*YOUR INSTRUCTIONS:* Starting with the line that contains "Query metal guardrail" and ending with the final line of the data below, print those lines exactly and nothing else.

*** SUPPLIED ENTRIES Section Begins ***

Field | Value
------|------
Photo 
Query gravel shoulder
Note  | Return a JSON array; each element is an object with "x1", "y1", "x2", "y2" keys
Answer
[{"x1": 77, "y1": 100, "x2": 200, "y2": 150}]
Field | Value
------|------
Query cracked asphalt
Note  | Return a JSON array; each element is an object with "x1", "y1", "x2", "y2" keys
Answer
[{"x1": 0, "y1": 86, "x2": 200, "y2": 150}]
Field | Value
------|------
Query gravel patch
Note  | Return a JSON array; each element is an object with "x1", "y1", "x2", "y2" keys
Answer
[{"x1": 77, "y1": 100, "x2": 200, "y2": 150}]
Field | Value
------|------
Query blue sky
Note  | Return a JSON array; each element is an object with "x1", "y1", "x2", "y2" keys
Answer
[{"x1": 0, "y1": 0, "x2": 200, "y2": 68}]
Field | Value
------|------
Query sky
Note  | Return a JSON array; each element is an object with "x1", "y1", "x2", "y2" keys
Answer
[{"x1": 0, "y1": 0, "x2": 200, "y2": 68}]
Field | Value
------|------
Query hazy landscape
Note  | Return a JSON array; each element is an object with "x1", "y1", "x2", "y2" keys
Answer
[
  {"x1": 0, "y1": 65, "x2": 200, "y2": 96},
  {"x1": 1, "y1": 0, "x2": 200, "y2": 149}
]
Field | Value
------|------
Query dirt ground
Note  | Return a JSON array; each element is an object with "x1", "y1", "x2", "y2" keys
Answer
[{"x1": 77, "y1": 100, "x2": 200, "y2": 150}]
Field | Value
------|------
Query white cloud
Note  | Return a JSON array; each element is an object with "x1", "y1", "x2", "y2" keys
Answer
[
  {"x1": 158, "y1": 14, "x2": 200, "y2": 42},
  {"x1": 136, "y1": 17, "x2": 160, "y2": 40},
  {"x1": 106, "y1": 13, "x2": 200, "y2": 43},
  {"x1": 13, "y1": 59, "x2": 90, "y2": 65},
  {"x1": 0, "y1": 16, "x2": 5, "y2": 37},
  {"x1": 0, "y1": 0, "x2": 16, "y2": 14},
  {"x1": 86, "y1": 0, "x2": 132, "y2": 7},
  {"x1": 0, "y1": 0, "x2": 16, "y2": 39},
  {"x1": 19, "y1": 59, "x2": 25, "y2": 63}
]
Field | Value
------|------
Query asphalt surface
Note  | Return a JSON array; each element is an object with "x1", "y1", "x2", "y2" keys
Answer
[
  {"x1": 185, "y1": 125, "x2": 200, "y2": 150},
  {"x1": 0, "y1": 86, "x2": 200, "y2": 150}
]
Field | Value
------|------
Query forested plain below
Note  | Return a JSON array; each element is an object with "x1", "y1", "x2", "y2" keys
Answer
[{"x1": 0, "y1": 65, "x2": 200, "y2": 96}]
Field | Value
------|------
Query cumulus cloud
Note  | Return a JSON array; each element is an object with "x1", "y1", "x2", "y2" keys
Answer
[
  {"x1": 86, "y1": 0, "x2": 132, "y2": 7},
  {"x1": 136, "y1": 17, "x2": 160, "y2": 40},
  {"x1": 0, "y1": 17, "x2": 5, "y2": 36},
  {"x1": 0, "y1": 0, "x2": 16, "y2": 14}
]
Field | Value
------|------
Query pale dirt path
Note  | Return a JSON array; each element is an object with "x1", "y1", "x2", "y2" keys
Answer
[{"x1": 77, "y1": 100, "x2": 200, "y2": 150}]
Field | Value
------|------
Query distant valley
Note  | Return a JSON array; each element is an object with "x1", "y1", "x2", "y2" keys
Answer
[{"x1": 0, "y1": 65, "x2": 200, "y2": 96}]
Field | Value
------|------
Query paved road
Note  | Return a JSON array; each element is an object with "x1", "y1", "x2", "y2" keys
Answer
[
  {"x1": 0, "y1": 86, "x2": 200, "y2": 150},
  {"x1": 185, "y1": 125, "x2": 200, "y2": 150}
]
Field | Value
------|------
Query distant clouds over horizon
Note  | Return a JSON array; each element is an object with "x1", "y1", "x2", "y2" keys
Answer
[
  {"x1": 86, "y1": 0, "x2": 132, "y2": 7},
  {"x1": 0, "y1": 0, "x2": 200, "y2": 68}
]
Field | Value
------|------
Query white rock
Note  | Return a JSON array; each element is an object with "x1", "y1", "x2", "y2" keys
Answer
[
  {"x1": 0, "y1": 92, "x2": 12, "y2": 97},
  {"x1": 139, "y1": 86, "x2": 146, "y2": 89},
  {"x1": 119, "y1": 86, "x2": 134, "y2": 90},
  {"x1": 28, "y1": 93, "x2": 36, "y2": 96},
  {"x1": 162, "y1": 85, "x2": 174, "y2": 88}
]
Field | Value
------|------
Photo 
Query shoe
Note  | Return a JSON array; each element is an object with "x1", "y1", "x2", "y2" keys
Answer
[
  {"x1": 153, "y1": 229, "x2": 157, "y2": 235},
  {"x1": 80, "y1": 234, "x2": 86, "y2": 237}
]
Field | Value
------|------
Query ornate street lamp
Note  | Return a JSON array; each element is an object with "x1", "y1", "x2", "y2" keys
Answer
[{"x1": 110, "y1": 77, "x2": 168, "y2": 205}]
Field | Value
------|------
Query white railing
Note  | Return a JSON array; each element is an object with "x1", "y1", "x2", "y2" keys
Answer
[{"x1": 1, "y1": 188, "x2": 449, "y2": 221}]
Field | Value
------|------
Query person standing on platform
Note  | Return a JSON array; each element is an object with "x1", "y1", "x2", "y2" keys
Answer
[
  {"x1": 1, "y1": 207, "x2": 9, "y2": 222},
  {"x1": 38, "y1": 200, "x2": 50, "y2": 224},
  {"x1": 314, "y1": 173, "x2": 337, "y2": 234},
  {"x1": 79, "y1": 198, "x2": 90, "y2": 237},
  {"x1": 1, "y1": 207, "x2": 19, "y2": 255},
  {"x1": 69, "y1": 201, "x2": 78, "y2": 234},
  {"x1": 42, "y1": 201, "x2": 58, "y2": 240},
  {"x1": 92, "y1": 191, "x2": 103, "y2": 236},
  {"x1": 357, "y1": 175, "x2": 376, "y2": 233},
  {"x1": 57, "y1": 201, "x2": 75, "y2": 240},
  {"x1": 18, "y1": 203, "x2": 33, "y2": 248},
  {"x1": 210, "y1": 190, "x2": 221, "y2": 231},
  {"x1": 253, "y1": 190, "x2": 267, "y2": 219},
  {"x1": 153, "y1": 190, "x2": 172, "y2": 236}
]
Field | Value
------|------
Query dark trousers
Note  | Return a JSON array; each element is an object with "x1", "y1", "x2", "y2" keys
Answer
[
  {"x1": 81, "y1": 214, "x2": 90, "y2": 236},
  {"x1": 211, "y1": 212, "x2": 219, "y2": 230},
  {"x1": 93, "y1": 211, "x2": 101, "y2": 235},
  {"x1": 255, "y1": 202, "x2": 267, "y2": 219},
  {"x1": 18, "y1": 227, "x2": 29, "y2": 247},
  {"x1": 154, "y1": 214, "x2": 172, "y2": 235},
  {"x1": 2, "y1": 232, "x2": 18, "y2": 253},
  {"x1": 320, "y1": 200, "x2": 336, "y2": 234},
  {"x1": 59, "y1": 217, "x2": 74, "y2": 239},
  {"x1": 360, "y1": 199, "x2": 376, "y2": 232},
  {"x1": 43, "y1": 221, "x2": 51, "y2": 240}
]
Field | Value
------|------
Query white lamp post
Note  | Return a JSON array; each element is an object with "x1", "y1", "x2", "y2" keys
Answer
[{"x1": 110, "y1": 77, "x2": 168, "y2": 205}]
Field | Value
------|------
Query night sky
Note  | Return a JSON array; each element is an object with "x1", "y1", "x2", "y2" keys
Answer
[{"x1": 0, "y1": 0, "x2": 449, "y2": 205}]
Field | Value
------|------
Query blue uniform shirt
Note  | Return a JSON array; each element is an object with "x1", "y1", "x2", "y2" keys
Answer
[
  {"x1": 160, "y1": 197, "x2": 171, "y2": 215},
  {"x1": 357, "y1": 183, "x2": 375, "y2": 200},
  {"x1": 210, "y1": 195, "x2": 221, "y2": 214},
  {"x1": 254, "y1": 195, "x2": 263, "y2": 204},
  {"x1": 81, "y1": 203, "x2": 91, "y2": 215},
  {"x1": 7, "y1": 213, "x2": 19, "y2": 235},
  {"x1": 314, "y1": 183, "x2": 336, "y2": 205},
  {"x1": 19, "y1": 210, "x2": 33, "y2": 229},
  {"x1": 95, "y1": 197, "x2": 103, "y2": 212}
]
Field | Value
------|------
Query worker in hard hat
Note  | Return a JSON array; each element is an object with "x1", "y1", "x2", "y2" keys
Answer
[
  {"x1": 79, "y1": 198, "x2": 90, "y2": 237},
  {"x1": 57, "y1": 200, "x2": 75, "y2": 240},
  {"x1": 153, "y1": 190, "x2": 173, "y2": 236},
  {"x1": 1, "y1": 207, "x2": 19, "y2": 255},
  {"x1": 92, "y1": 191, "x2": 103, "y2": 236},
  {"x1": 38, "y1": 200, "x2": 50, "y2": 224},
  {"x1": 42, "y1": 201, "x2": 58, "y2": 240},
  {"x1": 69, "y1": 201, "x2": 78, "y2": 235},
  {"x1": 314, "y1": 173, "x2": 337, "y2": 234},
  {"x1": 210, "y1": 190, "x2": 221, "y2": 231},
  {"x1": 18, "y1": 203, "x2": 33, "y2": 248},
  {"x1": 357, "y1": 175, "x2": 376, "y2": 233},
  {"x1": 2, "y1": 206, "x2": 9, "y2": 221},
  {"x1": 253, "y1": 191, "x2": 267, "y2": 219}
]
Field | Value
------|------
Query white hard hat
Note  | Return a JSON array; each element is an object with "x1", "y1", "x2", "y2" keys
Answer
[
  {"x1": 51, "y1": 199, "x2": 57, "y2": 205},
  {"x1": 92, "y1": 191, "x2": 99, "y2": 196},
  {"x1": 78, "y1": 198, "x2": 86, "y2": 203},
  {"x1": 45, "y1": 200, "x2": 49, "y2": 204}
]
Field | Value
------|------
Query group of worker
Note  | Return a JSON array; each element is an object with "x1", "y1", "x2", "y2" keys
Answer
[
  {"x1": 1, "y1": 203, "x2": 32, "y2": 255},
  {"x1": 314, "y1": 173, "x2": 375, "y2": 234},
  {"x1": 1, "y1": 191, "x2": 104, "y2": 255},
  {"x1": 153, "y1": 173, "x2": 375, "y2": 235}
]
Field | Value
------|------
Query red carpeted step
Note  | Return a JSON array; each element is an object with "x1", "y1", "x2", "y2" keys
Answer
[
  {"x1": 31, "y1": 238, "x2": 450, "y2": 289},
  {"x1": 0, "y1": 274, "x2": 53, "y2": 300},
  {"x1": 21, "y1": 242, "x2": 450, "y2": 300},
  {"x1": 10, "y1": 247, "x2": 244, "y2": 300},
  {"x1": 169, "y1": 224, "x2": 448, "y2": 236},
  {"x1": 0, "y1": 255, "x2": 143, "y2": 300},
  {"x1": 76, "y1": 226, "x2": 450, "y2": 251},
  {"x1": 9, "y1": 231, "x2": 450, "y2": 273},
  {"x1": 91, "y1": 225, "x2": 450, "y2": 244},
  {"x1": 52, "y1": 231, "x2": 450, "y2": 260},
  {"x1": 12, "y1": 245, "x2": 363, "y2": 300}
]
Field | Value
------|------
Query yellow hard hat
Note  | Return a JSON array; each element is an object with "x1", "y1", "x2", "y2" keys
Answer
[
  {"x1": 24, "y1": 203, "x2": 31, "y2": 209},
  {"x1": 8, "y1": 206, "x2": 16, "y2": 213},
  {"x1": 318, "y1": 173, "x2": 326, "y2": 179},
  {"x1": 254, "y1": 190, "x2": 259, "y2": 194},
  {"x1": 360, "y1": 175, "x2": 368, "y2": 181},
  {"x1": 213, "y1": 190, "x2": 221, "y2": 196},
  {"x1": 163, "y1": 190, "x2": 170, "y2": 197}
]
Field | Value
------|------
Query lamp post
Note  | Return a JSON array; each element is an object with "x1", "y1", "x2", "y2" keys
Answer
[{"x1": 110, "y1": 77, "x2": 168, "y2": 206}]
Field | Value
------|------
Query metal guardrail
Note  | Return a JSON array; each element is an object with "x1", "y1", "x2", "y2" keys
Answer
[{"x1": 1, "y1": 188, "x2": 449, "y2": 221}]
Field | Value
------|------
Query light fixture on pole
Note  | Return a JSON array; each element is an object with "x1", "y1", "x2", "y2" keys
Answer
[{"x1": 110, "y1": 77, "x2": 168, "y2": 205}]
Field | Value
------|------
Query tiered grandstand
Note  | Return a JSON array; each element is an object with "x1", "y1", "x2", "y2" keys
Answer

*** SUPPLIED ENTRIES Section Ends ***

*ANSWER SPACE:*
Query metal guardrail
Note  | Return a JSON array; each element is an object with "x1", "y1", "x2", "y2" keys
Answer
[{"x1": 1, "y1": 188, "x2": 449, "y2": 221}]
Field | Value
------|------
Query light fixture on pole
Note  | Return a JSON array; each element is an object with "x1", "y1", "x2", "y2" keys
Answer
[{"x1": 110, "y1": 77, "x2": 168, "y2": 205}]
Field | Value
------|------
Query tiered grandstand
Note  | Return a JSON array; each element is an object with "x1", "y1", "x2", "y2" keys
Answer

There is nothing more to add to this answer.